▶ Records in a dataset
━━━━━━━━━━

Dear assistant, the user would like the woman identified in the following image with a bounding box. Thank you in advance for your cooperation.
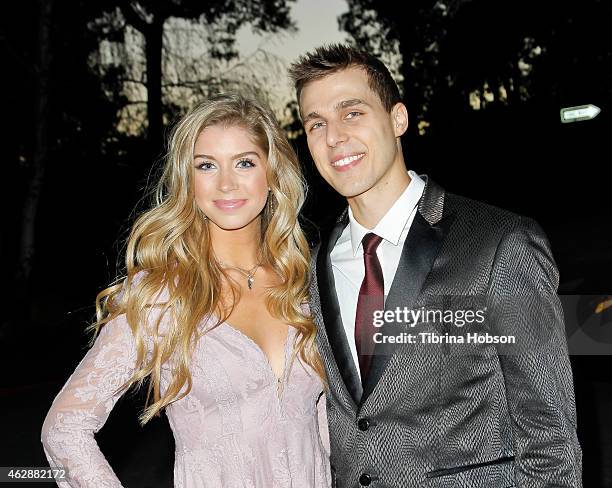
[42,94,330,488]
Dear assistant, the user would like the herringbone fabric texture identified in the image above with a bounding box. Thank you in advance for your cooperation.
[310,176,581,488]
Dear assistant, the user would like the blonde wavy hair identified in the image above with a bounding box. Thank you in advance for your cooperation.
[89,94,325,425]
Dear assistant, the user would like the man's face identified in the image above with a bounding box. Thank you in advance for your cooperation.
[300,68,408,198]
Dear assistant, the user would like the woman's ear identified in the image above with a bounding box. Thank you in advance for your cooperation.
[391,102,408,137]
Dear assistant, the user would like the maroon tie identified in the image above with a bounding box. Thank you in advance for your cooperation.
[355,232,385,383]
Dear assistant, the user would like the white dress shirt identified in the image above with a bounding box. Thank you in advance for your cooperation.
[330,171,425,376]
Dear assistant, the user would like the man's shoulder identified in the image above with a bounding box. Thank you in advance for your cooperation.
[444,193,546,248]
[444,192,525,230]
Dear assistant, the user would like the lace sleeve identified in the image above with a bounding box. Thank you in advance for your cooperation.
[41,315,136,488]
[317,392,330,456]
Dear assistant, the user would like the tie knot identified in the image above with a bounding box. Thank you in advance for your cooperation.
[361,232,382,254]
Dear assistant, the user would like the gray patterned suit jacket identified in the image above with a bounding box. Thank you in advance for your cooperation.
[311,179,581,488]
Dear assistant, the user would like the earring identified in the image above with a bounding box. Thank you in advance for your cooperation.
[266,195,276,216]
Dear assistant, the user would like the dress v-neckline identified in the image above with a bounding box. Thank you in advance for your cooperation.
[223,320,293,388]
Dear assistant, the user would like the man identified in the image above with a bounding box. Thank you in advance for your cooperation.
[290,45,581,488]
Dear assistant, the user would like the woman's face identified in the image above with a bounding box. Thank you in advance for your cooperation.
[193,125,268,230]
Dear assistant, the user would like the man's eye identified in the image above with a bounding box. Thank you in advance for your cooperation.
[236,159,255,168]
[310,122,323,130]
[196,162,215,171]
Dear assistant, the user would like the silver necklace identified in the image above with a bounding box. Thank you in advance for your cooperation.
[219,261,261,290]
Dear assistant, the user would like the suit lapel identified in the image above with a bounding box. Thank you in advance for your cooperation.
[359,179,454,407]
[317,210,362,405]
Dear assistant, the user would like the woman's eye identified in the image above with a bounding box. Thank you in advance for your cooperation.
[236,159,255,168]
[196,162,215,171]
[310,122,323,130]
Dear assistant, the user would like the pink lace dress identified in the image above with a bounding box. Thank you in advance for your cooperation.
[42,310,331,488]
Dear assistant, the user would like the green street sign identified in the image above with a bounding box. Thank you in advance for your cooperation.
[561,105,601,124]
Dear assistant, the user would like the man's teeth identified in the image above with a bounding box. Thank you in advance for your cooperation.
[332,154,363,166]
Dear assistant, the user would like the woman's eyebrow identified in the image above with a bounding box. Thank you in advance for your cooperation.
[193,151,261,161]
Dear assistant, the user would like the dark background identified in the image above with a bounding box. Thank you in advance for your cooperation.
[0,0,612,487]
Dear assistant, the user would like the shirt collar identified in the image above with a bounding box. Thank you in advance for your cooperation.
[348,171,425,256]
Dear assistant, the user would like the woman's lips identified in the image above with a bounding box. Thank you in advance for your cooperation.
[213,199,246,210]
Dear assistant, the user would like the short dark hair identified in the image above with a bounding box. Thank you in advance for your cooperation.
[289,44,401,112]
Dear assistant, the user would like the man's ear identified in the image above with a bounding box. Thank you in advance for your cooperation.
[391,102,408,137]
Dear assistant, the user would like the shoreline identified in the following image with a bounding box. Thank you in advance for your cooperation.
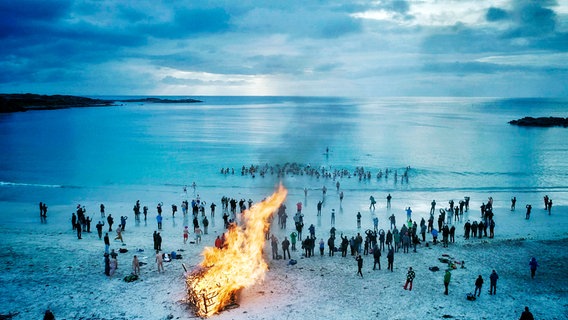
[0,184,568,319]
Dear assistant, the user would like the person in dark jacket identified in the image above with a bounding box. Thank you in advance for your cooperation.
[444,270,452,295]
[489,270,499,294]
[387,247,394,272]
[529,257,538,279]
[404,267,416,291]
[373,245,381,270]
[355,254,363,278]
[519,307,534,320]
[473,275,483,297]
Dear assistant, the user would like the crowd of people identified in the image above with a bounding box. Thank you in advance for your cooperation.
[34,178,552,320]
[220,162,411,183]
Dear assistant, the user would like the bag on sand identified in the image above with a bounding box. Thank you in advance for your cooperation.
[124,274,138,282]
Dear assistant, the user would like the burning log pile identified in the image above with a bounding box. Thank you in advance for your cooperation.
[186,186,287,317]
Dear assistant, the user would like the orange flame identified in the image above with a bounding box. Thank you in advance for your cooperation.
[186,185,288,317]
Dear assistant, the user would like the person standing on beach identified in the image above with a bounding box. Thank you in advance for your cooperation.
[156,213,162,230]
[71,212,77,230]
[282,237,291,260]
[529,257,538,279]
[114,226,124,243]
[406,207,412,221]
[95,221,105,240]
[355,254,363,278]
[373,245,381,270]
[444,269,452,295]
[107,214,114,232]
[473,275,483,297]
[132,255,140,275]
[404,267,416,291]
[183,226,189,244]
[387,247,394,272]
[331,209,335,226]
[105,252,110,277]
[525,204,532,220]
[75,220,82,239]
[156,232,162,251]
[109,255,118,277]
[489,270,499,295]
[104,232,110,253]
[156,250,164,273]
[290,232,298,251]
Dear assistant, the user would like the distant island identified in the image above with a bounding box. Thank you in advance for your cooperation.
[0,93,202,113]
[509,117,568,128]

━━━━━━━━━━

▶ INSTRUCTIONS TO FOLLOW
Pull out every line of the listing above that contains the word "hair", and copy each one unchanged.

▶ TASK RESULT
Dear assistant, the user would like the blonde wavy hair identified in the image above with a bounding box. Thank you in advance for your cooperation.
Dear assistant, the user would like the short dark hair identified in the image above with a bounding box. Thank you in advance for your cooperation.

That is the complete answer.